EXERCISE:
Go through the records and give each one again exactly.

GIVEN ENTRIES:
☆ ☆ ☆ ☆

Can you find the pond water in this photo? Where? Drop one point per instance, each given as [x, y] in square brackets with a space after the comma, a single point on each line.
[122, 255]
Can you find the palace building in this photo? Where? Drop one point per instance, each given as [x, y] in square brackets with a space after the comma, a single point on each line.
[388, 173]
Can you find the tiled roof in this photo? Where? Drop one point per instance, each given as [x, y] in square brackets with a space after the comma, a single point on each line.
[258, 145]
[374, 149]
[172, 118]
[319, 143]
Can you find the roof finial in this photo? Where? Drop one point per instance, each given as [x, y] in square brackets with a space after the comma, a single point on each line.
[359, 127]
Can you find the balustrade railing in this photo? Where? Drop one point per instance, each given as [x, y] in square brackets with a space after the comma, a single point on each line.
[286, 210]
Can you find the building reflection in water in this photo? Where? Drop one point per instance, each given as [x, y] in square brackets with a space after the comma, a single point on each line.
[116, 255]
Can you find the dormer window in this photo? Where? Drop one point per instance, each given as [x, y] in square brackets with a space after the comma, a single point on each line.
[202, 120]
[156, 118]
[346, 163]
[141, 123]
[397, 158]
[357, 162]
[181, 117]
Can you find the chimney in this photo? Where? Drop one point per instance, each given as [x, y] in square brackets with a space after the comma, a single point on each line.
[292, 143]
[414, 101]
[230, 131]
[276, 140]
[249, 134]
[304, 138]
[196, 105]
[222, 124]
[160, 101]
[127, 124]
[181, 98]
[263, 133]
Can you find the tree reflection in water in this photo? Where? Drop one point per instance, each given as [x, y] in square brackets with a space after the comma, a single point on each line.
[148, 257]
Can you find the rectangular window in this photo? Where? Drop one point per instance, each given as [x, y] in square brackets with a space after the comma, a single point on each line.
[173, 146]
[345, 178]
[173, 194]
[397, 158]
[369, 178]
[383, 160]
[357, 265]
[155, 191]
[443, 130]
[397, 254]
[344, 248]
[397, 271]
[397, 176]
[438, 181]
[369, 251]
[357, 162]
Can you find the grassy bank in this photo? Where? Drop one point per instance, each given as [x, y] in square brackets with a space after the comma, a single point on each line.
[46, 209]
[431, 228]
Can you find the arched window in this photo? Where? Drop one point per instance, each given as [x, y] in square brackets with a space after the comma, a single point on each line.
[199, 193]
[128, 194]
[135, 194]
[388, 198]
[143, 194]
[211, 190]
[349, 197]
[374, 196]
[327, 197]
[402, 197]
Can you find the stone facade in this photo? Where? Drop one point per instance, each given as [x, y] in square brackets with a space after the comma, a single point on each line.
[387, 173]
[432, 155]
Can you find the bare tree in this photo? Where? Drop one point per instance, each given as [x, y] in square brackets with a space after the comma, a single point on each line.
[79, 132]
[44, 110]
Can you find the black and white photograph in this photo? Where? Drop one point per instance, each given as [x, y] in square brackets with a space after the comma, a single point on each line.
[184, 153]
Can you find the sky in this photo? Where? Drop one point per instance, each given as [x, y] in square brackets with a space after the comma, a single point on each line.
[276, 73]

☆ ☆ ☆ ☆

RESPONSE TO THE EXERCISE:
Can you find the pond water in this photo? Where? Drop one point per instance, each given as [x, y] in square brackets with a space after the comma, a single point on each line.
[122, 255]
Can you find the palace building in this photo? Where? Drop one point per instance, each given as [x, y] in square brackets with a space after the comma, a single point on each line.
[388, 173]
Can you find the tiled roof in this photo? Where? Drop one point per instance, each given as [x, y] in square brackets with a space after the comma, a single point on each line.
[258, 145]
[374, 149]
[172, 118]
[319, 143]
Can you find the roof finial in this photo? Where? Drop one point per instance, each given as [x, y] in square brackets with a space after the comma, a single point on each line.
[359, 127]
Can you find the balustrade railing in this photo? Where? Drop one point per instance, each given as [x, y] in square brackets with a space after the comma, a single point on each line.
[286, 210]
Can you find the building reflection in water in this photo? Where? Drop one point per instance, each given as [x, y] in square brackets with a space after the comma, a single point on each line.
[116, 255]
Can you find the dormer window in this photo? Where? Drop one point per instance, each given as [x, y] in square brackets with a space after the comma, a single point on each line.
[202, 120]
[156, 118]
[346, 163]
[141, 123]
[397, 158]
[357, 162]
[181, 117]
Can you find the chimney in this photo? Where? Drop one point per instance, each given as [x, y] in square brackets with a space after the comma, a single point on each line.
[292, 143]
[414, 101]
[230, 131]
[276, 140]
[249, 134]
[304, 138]
[196, 105]
[222, 124]
[160, 101]
[127, 124]
[181, 98]
[263, 133]
Can you find the tree reflection in water in this photo? Where? Drop one point per instance, each given as [x, y] in square brackets with a space after the comma, a single point on each line.
[148, 257]
Can you find the rectangular window in this photo? Where? Drop one point per instance, each given as [x, y] in square brackets with a space after the comma, a single point on each line.
[173, 146]
[345, 178]
[173, 194]
[397, 158]
[369, 178]
[383, 160]
[357, 265]
[155, 191]
[443, 130]
[397, 254]
[344, 248]
[397, 271]
[397, 176]
[438, 181]
[369, 251]
[357, 162]
Can you find the grassy bank in this photo? Where? Drop one point per instance, each given as [x, y] in square brackets with a space after the comma, a single point on each line.
[46, 209]
[431, 228]
Can you find the arched window in this photo? Where? Drop one point per instance, each given as [x, y] in square brackets with a space after the comma, a single point on each line.
[199, 193]
[128, 194]
[135, 194]
[388, 198]
[143, 194]
[211, 190]
[349, 197]
[374, 196]
[327, 197]
[402, 197]
Can you find the stone facade in this photo? Where? Drop one point per instance, each given as [x, y] in square brackets with a space after the comma, a single point on each line.
[387, 173]
[432, 155]
Can you find the bare tree in this photo? Where? Drop one point per instance, each given as [x, y] in square brackets with a space after the comma, a single point on each line.
[79, 132]
[44, 110]
Can you find the black and white photograph in this photo? Where? Drop one point per instance, each given as [x, y] in square brackets with a space after the comma, a single point on each line.
[184, 153]
Can you find the sky in this photo? Where? Drop one point per instance, each given as [x, y] in square brackets with a space after the comma, a single point on each line.
[276, 73]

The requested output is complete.